Challenge:
Beneath this task is a listing; retype all of it exactly.

A block of data:
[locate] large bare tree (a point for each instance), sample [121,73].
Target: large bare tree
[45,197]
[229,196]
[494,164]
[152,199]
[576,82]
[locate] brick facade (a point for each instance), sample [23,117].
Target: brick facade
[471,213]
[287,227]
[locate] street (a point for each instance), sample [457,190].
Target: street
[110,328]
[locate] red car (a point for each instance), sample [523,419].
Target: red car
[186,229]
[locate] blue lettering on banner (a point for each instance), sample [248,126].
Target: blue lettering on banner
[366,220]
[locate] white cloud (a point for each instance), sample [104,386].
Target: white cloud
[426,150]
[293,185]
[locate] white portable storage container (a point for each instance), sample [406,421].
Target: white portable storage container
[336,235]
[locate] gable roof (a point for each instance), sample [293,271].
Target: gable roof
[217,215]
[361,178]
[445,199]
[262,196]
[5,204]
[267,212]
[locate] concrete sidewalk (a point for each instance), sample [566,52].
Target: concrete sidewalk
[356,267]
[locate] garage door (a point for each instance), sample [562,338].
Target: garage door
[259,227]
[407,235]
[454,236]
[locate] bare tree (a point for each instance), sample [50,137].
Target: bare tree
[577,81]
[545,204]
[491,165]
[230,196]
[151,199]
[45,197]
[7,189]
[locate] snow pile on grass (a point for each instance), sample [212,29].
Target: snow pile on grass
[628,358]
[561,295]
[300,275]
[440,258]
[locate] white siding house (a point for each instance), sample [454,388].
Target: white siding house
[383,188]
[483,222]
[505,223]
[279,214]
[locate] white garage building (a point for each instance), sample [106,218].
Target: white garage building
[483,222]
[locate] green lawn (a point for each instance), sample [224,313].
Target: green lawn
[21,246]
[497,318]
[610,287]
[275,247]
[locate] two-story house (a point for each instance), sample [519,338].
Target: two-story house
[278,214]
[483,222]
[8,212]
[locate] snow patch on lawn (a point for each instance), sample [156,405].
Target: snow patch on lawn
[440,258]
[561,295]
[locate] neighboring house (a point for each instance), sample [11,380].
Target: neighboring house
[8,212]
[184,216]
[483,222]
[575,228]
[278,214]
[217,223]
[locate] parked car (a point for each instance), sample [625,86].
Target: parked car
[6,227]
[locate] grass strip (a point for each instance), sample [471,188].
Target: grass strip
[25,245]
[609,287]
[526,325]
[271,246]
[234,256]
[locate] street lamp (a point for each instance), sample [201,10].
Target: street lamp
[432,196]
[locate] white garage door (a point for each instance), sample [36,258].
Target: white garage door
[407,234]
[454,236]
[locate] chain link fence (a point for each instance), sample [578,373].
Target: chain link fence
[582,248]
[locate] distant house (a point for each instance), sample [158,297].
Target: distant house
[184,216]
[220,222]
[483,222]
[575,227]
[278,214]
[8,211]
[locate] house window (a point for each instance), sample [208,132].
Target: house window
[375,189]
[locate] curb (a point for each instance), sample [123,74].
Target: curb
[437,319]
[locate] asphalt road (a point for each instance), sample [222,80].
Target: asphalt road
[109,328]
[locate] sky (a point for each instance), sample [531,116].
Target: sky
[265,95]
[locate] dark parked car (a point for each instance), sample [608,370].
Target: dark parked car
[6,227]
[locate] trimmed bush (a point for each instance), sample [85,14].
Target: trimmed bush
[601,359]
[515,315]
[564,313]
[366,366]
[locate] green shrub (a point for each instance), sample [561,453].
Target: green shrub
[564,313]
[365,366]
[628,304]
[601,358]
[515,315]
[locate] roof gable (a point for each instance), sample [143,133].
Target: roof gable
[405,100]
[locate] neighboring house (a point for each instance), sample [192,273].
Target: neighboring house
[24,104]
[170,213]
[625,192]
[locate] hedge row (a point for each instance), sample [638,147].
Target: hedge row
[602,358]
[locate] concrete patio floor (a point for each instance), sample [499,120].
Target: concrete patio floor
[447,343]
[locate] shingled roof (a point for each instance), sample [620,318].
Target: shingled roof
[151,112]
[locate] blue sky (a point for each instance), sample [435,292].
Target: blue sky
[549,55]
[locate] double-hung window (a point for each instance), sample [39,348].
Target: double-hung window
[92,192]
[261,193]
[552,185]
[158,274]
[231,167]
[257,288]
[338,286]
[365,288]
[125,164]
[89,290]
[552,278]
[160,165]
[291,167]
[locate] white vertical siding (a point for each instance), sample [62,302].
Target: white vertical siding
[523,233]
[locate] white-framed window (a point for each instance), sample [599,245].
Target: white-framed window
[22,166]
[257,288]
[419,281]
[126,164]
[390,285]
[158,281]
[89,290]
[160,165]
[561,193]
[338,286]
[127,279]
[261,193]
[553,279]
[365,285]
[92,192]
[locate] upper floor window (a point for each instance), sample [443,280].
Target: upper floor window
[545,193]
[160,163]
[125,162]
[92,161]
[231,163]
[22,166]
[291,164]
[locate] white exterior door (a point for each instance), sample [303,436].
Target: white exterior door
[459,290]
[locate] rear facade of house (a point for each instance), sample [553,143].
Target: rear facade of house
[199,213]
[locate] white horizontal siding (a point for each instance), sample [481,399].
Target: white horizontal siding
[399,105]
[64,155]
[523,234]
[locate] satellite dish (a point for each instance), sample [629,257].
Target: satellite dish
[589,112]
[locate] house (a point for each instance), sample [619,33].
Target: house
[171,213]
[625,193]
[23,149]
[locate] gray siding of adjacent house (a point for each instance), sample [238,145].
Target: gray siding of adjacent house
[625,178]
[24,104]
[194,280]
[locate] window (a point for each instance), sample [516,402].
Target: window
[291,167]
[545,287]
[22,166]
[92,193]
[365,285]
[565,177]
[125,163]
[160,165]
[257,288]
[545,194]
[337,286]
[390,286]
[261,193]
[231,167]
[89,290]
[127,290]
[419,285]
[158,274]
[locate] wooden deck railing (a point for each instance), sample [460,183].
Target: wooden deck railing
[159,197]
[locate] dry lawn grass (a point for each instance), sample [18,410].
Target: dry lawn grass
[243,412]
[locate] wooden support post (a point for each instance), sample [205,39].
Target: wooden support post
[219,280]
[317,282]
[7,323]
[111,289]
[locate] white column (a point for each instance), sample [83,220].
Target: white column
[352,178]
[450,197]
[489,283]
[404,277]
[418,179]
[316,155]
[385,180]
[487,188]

Output of the task:
[locate] large bare tree (a point for each instance), sample [121,73].
Target: large bare tree
[45,197]
[229,196]
[494,164]
[152,199]
[576,82]
[locate] brick facade (a point for each instance), sample [23,117].
Target: brick facade
[471,213]
[287,227]
[locate] street (a point for each instance), sample [457,190].
Target: street
[110,328]
[locate] red car (a point for each instance), sample [523,419].
Target: red car
[186,229]
[locate] blue lettering on banner (a point for each instance), sample [248,126].
Target: blue lettering on banner
[366,220]
[locate] white cloud (a point for each instance), sample [104,386].
Target: white cloud
[426,150]
[293,185]
[locate] white portable storage container (a point for each instance), sample [406,421].
Target: white portable storage container
[336,235]
[locate] gable roof (a point for each instance), sample [293,271].
Target: gable roof
[217,215]
[361,178]
[445,199]
[262,196]
[5,204]
[267,212]
[locate] concrete sidewalk (a point for each instance), sample [566,52].
Target: concrete sidewalk
[356,267]
[locate] garage door (a point for each instance), sample [562,338].
Target: garage door
[259,227]
[407,235]
[454,236]
[locate] bare tree (a point for each instance), sample [50,137].
Target: bare tree
[577,81]
[545,204]
[491,165]
[230,196]
[151,199]
[45,197]
[7,189]
[locate] snow pile on grass (a point for each instance), sample [212,29].
Target: snow pile on grass
[628,358]
[561,295]
[300,275]
[440,258]
[locate] white siding house (a point for each instance), sample [454,388].
Target: white siding house
[383,188]
[483,222]
[505,223]
[279,214]
[locate] white garage building (a point for each instance), sample [106,218].
Target: white garage building
[483,222]
[locate] green lawn (a point for each instance), sample [224,313].
Target: green lawn
[21,246]
[497,318]
[610,287]
[275,247]
[locate] two-story house (a point for each instance), sample [519,338].
Target: two-story house
[278,214]
[483,222]
[8,212]
[locate] snow patch on lawn (a point for each instance), sample [156,405].
Target: snow patch on lawn
[440,258]
[561,295]
[locate] neighboring house (a point for each instance), sample [11,380].
Target: neighboring house
[8,212]
[184,216]
[483,222]
[575,228]
[278,214]
[217,223]
[locate] parked car (a point for each instance), sample [625,86].
Target: parked car
[6,227]
[locate] grass strip (a point for each instance), sample [471,188].
Target: grass strip
[25,245]
[609,287]
[526,325]
[271,246]
[234,256]
[locate] street lamp (a point for each instance), sample [201,10].
Target: street lamp
[432,196]
[locate] white garage door (a point for each instance), sample [36,258].
Target: white garage door
[407,234]
[454,236]
[locate] chain link fence (a point for each instance), sample [578,373].
Target: chain link fence
[582,248]
[locate] distant house (a point for each instance), sample [158,297].
Target: distant house
[184,216]
[220,222]
[483,222]
[575,227]
[278,214]
[8,211]
[locate] house window (a point for each instance), sample [208,132].
Target: house window
[375,189]
[locate] curb (a point for each instance), sample [123,74].
Target: curb
[437,319]
[locate] asphalt road (a point for each instance), sample [222,80].
Target: asphalt road
[109,328]
[locate] sky (a point for each instance), sample [531,116].
Target: sky
[265,95]
[locate] dark parked car (a point for each instance), sample [608,370].
Target: dark parked car
[6,227]
[locate] trimmed bush (a point for each instance), sample [85,14].
Target: trimmed bush
[601,359]
[515,315]
[564,313]
[366,366]
[locate] green shrub (a point for each instance), sample [561,453].
Target: green shrub
[564,313]
[365,366]
[628,304]
[601,358]
[515,315]
[locate] roof gable (a point for each instance), sample [143,133].
Target: roof gable
[405,100]
[locate] neighboring house (a point for each instance), sample [192,273].
Target: neighboring house
[24,104]
[170,213]
[625,192]
[locate] hedge row (a point for each instance), sample [638,147].
Target: hedge row
[602,358]
[locate] concrete patio floor (a point for each instance), sample [499,120].
Target: concrete patio floor
[447,343]
[locate] shingled roof (a point for each instance), sample [620,318].
Target: shingled roof
[151,112]
[locate] blue sky (a point for each instance), sample [435,292].
Target: blue sky
[549,55]
[locate] double-hung window (a point for each instance), sample [39,348].
Target: double-hung window
[92,192]
[261,193]
[552,185]
[158,274]
[231,167]
[257,288]
[338,286]
[365,288]
[125,164]
[89,290]
[552,278]
[160,165]
[291,167]
[locate] white vertical siding (a point for each instance), sample [62,302].
Target: white vertical siding
[523,233]
[locate] white-framed window (a point for each instance), sample [599,245].
Target: white-framed window
[22,166]
[257,288]
[419,281]
[126,164]
[390,285]
[158,281]
[89,290]
[160,165]
[561,193]
[338,286]
[127,279]
[261,193]
[553,279]
[365,285]
[92,192]
[locate] upper floor window (a point for each instance), sample [443,280].
Target: upper floor window
[545,193]
[160,163]
[125,162]
[92,161]
[231,163]
[22,166]
[291,164]
[locate] white exterior door (a point for each instance), sample [303,436].
Target: white exterior door
[459,290]
[locate] rear facade of house (a point for each instance), sample [553,143].
Target: rear facade of house
[199,213]
[locate] white horizontal siding (a point for each instance), sample [481,399].
Target: white horizontal siding
[399,105]
[64,155]
[523,234]
[locate] satellite dish (a point for each instance), sample [629,257].
Target: satellite dish
[589,112]
[locate] house (a point for each instance), sample [619,33].
Target: house
[171,213]
[625,193]
[23,149]
[locate] gray siding of adjacent house (a point for each instance), sample [238,145].
Target: gray siding of adjacent house
[625,178]
[24,104]
[194,280]
[locate] window (a point for each instance), sample [516,402].
Target: window
[291,167]
[545,287]
[22,166]
[92,193]
[365,285]
[565,177]
[125,163]
[160,165]
[257,288]
[545,194]
[337,286]
[390,286]
[261,193]
[231,167]
[89,290]
[127,290]
[419,285]
[158,274]
[locate] wooden deck railing (a point for each instance), sample [460,183].
Target: wooden deck railing
[159,197]
[locate] dry lawn grass (a point for each instance), sample [18,410].
Target: dry lawn grass
[243,412]
[locate] wooden support post (a point for each instance), sample [205,39].
Target: wooden support post
[219,280]
[317,282]
[7,323]
[111,289]
[locate] white column (a point for each instance), sample [83,220].
Target: white column
[352,178]
[450,197]
[489,283]
[404,277]
[418,179]
[316,155]
[385,180]
[487,188]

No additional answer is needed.